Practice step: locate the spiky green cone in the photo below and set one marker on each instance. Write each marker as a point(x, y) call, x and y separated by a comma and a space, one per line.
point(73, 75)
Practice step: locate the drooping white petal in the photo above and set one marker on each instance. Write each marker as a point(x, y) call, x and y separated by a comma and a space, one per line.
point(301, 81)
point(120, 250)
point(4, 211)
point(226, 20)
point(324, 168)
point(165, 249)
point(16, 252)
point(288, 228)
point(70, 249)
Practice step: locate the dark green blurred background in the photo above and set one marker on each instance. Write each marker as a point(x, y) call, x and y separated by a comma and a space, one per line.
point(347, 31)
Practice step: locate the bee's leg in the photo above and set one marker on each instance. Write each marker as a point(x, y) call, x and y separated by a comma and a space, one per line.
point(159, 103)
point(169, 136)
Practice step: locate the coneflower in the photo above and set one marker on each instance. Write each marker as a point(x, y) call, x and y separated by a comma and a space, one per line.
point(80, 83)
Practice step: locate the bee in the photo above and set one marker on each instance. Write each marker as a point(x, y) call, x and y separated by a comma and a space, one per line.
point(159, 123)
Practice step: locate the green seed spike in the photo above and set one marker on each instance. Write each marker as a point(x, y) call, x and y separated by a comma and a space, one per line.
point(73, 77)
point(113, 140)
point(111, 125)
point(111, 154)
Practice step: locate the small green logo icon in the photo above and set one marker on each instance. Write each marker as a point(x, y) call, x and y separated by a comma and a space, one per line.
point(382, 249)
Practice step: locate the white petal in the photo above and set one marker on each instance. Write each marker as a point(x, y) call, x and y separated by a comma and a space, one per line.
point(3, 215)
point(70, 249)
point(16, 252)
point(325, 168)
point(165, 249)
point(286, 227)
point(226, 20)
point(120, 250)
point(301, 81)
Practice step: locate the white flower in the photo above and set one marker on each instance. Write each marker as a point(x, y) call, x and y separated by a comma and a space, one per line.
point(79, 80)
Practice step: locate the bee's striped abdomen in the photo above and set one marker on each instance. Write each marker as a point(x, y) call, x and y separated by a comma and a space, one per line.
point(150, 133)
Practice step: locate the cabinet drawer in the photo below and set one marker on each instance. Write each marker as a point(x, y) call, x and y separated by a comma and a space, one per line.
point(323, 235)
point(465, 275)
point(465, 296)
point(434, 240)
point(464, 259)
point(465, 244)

==

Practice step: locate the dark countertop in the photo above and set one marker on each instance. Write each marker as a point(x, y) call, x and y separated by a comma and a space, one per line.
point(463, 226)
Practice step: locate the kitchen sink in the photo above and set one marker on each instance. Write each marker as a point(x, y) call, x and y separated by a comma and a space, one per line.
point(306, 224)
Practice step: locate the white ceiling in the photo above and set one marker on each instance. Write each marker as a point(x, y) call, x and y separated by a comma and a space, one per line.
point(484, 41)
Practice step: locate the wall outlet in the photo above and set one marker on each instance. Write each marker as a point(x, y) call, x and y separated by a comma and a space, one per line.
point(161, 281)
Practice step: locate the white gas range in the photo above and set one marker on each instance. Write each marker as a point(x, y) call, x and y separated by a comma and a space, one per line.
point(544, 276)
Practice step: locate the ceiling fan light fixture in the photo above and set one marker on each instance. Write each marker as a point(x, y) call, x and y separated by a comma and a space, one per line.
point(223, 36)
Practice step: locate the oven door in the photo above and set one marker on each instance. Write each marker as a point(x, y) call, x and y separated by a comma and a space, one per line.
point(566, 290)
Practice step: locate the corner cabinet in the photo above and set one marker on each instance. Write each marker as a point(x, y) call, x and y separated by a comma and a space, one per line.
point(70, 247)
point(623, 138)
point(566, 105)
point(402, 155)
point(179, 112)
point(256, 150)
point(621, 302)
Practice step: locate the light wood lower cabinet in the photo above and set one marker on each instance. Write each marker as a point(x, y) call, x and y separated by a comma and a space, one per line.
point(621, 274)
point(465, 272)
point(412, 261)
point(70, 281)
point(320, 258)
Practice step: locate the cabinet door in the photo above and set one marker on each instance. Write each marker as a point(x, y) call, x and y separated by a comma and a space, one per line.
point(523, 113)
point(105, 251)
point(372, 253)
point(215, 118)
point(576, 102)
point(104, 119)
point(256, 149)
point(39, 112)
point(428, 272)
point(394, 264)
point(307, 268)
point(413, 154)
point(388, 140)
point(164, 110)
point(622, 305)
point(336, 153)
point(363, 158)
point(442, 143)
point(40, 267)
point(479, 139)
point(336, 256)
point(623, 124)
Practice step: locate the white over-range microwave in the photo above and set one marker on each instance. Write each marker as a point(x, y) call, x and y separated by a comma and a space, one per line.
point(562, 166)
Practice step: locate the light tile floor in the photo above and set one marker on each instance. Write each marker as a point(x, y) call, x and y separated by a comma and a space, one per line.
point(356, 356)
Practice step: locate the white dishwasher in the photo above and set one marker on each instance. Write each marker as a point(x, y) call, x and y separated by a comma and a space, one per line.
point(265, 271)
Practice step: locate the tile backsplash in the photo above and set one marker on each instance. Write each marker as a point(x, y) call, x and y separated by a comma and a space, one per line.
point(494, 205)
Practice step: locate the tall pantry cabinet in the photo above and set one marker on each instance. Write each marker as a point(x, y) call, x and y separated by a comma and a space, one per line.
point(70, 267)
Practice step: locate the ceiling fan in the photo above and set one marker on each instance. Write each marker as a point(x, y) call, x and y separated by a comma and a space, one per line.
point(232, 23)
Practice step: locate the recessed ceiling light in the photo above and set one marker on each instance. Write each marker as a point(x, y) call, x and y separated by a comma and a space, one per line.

---

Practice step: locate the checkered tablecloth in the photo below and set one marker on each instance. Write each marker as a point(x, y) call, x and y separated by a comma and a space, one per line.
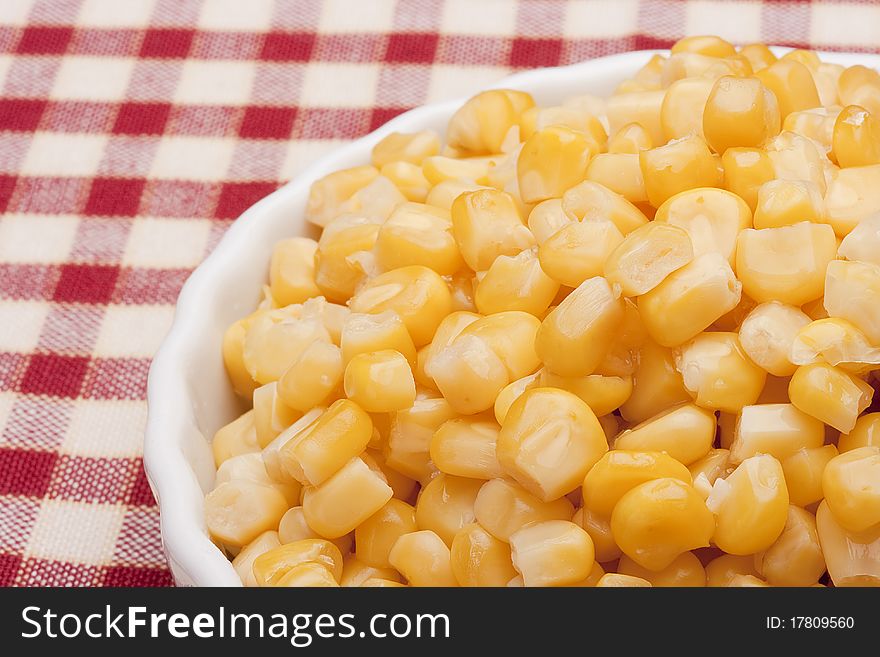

=== Prompt ===
Copy out only the lines above from the one with "Practice step: locate the tile" to the one with "Practice step: locate the recessed", inclusive, exactly as they stand.

=== Task answer ===
Practice step: locate the tile backsplash in the photo above and set one marker on each instance. Write each marker as a point(x, y) call, x and y separated by a comma and a space, one per line.
point(494, 205)
Practice step: locate the tall pantry cabinet in the photo above and set one marker on each instance. Write each marker as a point(x, y) call, x and y separated by a comma and a space, one per line.
point(70, 267)
Practice step: locate the ceiling fan in the photo above and set one marker on each instance. Write each marker as a point(x, y) call, x and y separated by a comma and a space, one per line.
point(232, 23)
Practice step: locate the recessed ceiling light in the photo above and set one marker on each instance. Write each marker as a point(x, y) call, x and y separated by a comma and a space, one per line.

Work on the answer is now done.